→ **Passage provided**:
╔══
“If you don't know where you are going,
you'll end up someplace else.” 
- Yogi Berra


It’s been a bit tumultuous here in Washington with five continuing resolutions (CRs) and two government shutdowns and more focus on memos than budgets…


As a result, the government was shut down for about 8½ hours on Friday, February 9. So, did you miss it?


Lurching from CR to CR keeps the government running for a short duration, but at a considerable cost and detriment to the military’s readiness levels. To avoid this impact, legislation must include exceptions called “anomalies.” In the previous four CRs, anomalies were almost as elusive as bipartisanship in DC.


Congress did, however, manage to pass a two-year budget package for Fiscal Years (FY) 2018 that started last October 1, 2017 and for FY 2019, which starts October 1, 2018. The agreement set new spending limit caps and will increase federal spending by about $300 billion—approximately $165 billion for the Pentagon and $131 billion in non-defense domestic spending over two years. The previous and artificially low budget caps disproportionally hampered defense and devastated readiness.


The budget with increased spending for defense is welcome news for the Air Force, which will no longer need to trade future recapitalization and modernization of its aging systems in order to maintain readiness.


With a two-year agreement, the defense department will finally have the stable and predictable funding for which AFA has been advocating.


In the meantime, next year's FY 2019 President’s Budget (PB) was released on February 12th, marking the start of budget appropriations for next year.


The FY 2019 Air Force budget increases the lethality of the force, while prioritizing increased readiness and modernization. The Air Force’s portion requests a 6.6 percent increase (almost $10B) over last year’s budget but still came in third behind the Army and Navy.


With agreed-to spending levels, Congress should have an easier time completing appropriations this year, and a higher level of predictable funding will ensure the warfighters have what they need at a better cost for the taxpayers.
╚══
→ **Tasks**:
• a. In the defense budget passage, how long was the government shut down on Friday, February 9?
• b. Reproduce the part of the defense budget passage starting with "Congress did, however, manage" and going on through "has been advocating.".

→ **Stored records**:
╔══
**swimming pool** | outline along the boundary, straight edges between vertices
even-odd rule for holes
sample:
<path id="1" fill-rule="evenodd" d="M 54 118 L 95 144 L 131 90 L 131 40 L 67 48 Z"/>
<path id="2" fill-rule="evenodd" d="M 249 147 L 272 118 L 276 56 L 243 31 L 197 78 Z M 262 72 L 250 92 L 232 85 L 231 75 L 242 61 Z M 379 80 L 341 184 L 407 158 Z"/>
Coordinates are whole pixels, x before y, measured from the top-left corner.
╚══
╔══
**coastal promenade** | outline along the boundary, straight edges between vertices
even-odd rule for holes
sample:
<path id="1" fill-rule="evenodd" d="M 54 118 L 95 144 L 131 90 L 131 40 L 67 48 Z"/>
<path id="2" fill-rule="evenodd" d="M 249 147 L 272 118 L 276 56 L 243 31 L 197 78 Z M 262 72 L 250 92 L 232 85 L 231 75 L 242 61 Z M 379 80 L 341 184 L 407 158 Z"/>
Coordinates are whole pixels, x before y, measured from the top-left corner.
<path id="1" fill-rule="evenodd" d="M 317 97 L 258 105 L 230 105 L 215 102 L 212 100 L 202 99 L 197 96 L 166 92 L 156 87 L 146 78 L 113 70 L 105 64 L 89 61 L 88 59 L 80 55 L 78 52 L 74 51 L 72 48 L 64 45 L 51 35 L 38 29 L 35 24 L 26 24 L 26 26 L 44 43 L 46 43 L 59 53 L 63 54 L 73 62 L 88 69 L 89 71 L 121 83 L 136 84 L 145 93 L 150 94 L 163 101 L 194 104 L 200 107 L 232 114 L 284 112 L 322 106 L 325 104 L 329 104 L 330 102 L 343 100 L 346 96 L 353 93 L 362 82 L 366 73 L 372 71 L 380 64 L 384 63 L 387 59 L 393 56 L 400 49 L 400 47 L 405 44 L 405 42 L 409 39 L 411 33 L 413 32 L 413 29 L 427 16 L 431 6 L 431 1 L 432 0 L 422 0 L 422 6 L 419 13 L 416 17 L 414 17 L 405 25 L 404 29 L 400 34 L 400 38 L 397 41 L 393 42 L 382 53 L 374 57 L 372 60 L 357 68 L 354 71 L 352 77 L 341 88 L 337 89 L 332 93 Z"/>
╚══
╔══
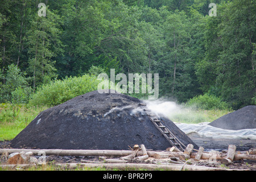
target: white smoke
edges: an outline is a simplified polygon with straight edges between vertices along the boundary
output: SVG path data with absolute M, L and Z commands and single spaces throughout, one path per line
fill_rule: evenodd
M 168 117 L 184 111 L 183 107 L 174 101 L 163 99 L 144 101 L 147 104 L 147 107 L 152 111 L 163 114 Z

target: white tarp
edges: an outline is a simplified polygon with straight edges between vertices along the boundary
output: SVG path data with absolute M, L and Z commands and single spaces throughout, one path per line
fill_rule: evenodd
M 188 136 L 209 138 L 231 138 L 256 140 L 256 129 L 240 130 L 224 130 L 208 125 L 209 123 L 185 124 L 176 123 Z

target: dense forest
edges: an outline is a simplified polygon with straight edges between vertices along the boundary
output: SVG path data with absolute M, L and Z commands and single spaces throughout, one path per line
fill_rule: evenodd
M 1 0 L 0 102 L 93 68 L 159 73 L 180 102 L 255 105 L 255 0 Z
╚══
→ **Results in order**:
• a. About 8½ hours.

• b.
Congress did, however, manage to pass a two-year budget package for Fiscal Years (FY) 2018 that started last October 1, 2017 and for FY 2019, which starts October 1, 2018. The agreement set new spending limit caps and will increase federal spending by about $300 billion—approximately $165 billion for the Pentagon and $131 billion in non-defense domestic spending over two years. The previous and artificially low budget caps disproportionally hampered defense and devastated readiness.


The budget with increased spending for defense is welcome news for the Air Force, which will no longer need to trade future recapitalization and modernization of its aging systems in order to maintain readiness.


With a two-year agreement, the defense department will finally have the stable and predictable funding for which AFA has been advocating.